- _Aim of the task_
Locate every line in the items below that contains the string "help" and copy each of those lines in full.

— START Data records —

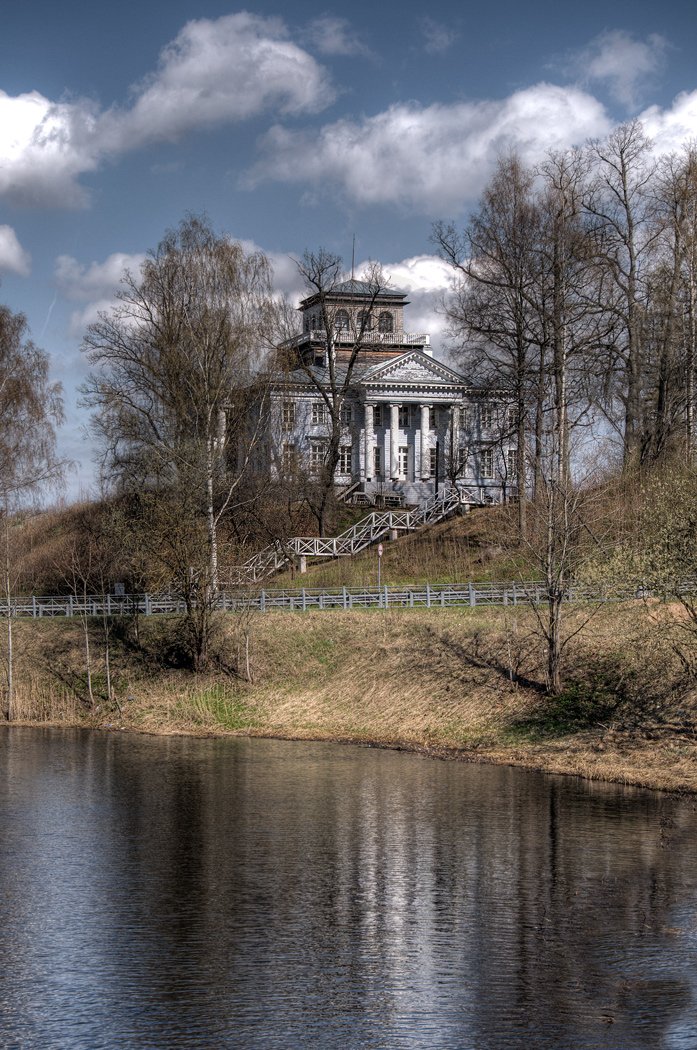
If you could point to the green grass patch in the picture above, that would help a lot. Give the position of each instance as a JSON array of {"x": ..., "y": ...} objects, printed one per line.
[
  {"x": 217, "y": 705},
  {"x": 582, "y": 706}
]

— END Data records —
— START Data records —

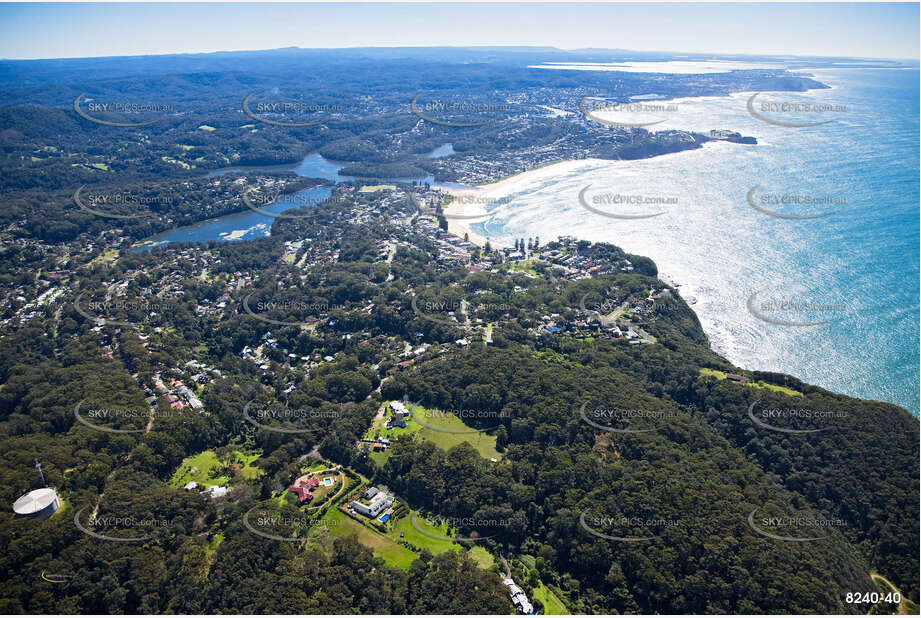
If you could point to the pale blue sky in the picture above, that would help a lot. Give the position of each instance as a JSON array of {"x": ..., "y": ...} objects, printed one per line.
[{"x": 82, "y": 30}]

— END Data records —
— START Data records —

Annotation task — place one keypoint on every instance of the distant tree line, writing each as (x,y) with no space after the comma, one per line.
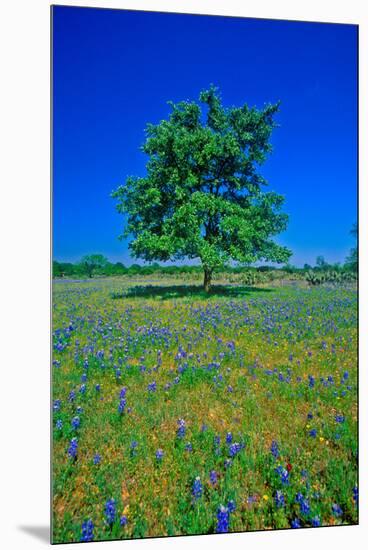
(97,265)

— END Data records —

- _Solved problem_
If you could point to the green grass patch in the picture above, that would help a lot. Give the position of each instance as a JSON array of {"x": ..., "y": ...} objects, printed one per line.
If you could point to the pale blue sky in the picture above, that would help a lot. Give the position of each instance as a JSON array of {"x": ..., "y": ...} objects, printed one per line.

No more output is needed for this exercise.